- Source passage
Chinese Architecture

Traditional Chinese architecture can be classified into four categories:
residential houses, royal palaces, recreational structures, and temples. The basic
feature of the Chinese architecture is rectangularity-shaped units of space joined
together into a whole. Their style combines rectangular shapes varying in size and
position according to importance into an organic whole. Each level is clearly
distinguished. So, these Chinese style buildings have a powerful and appealing
exterior. When people come to China the first thing that they notice is the curved
roofs, bold colors, and intricate outlines.
In Chinese architecture the main structure is the axis, and the secondary
structures are positioned at two wings on either side to form the main room and yard.
Residences, official buildings, temples, and palaces all follow these same basic
principles. Another characteristic of Chinese architecture it that they use a wooden
frame structure with pillars and beams. Wood has been a main construction product
for thousands of years. Nails are not used when building a structure, which is
different from us. Wood to the Chinese respectes life, and life is the main thing in
Chinese culture. This feature has been preserved up to the present. Builders would
apply a lacquer to the wood to preserve it. These lacquers were made in bold colors,
and this became one of the key ways to identify Chinese architecture. The highly
varied color found on a traditional Chinese building have a symbolic meaning to the
Chinese culture. People would paint dragons, flowers, birds, and landscapes on
these buildings. These are called murals that are painted onto the buildings to give it
more meaning. The Chinese would make a platform, and build the structure on the
platform. A high platform would add strength, elegance, and honor to large
buildings.

- Given instruction
Copy the passage on Chinese architecture word for word, from its title through the final sentence.

- Supplied information
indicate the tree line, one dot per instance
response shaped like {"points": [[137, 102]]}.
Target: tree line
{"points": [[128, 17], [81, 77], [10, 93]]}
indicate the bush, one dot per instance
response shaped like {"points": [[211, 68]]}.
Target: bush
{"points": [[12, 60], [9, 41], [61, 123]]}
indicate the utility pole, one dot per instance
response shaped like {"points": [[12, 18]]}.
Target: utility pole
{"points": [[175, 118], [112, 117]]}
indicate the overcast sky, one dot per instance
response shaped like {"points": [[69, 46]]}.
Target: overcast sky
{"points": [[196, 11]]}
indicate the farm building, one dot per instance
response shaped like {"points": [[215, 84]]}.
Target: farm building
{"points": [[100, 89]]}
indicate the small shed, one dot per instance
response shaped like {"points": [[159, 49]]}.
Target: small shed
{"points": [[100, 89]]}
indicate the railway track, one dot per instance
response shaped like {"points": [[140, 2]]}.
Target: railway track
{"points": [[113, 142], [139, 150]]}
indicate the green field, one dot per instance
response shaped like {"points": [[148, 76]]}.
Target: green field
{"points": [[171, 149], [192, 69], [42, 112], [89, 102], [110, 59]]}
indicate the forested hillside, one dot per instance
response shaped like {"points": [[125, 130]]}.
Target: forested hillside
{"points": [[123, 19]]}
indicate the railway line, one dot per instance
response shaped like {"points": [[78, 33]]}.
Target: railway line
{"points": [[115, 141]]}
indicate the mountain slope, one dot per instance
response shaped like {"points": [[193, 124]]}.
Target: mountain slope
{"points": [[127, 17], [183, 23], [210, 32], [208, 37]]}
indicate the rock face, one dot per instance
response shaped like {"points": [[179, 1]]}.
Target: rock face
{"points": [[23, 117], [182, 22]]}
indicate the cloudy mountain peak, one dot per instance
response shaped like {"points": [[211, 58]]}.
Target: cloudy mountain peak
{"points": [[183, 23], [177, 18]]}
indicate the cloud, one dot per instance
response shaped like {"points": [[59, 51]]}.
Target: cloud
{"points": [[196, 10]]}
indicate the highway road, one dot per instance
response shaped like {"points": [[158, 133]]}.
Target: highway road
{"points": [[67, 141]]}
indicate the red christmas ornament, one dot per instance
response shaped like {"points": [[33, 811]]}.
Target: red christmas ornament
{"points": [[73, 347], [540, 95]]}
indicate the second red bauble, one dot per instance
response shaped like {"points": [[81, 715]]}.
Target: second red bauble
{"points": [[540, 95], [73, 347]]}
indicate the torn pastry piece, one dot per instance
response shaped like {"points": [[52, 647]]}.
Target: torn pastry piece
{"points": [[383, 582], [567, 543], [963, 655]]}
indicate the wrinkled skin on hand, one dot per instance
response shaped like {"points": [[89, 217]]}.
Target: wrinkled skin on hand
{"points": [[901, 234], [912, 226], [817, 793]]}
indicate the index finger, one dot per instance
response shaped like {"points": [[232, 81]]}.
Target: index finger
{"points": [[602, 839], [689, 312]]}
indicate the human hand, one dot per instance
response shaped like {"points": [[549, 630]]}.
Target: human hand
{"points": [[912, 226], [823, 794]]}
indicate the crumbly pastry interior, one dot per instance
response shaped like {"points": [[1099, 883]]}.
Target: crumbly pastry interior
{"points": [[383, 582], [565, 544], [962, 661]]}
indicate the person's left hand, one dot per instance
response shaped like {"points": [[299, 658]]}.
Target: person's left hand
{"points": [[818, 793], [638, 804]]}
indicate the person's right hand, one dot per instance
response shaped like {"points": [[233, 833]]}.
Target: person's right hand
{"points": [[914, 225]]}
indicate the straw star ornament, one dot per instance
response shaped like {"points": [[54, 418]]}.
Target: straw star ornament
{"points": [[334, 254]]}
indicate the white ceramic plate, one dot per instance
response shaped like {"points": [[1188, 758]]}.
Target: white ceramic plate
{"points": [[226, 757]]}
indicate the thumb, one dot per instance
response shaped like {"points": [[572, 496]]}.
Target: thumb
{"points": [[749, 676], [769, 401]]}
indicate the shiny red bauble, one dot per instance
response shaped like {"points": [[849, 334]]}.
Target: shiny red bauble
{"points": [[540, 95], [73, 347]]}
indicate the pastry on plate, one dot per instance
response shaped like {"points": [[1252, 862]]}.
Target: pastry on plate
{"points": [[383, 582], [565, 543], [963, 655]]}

- Full output
Chinese Architecture

Traditional Chinese architecture can be classified into four categories:
residential houses, royal palaces, recreational structures, and temples. The basic
feature of the Chinese architecture is rectangularity-shaped units of space joined
together into a whole. Their style combines rectangular shapes varying in size and
position according to importance into an organic whole. Each level is clearly
distinguished. So, these Chinese style buildings have a powerful and appealing
exterior. When people come to China the first thing that they notice is the curved
roofs, bold colors, and intricate outlines.
In Chinese architecture the main structure is the axis, and the secondary
structures are positioned at two wings on either side to form the main room and yard.
Residences, official buildings, temples, and palaces all follow these same basic
principles. Another characteristic of Chinese architecture it that they use a wooden
frame structure with pillars and beams. Wood has been a main construction product
for thousands of years. Nails are not used when building a structure, which is
different from us. Wood to the Chinese respectes life, and life is the main thing in
Chinese culture. This feature has been preserved up to the present. Builders would
apply a lacquer to the wood to preserve it. These lacquers were made in bold colors,
and this became one of the key ways to identify Chinese architecture. The highly
varied color found on a traditional Chinese building have a symbolic meaning to the
Chinese culture. People would paint dragons, flowers, birds, and landscapes on
these buildings. These are called murals that are painted onto the buildings to give it
more meaning. The Chinese would make a platform, and build the structure on the
platform. A high platform would add strength, elegance, and honor to large
buildings.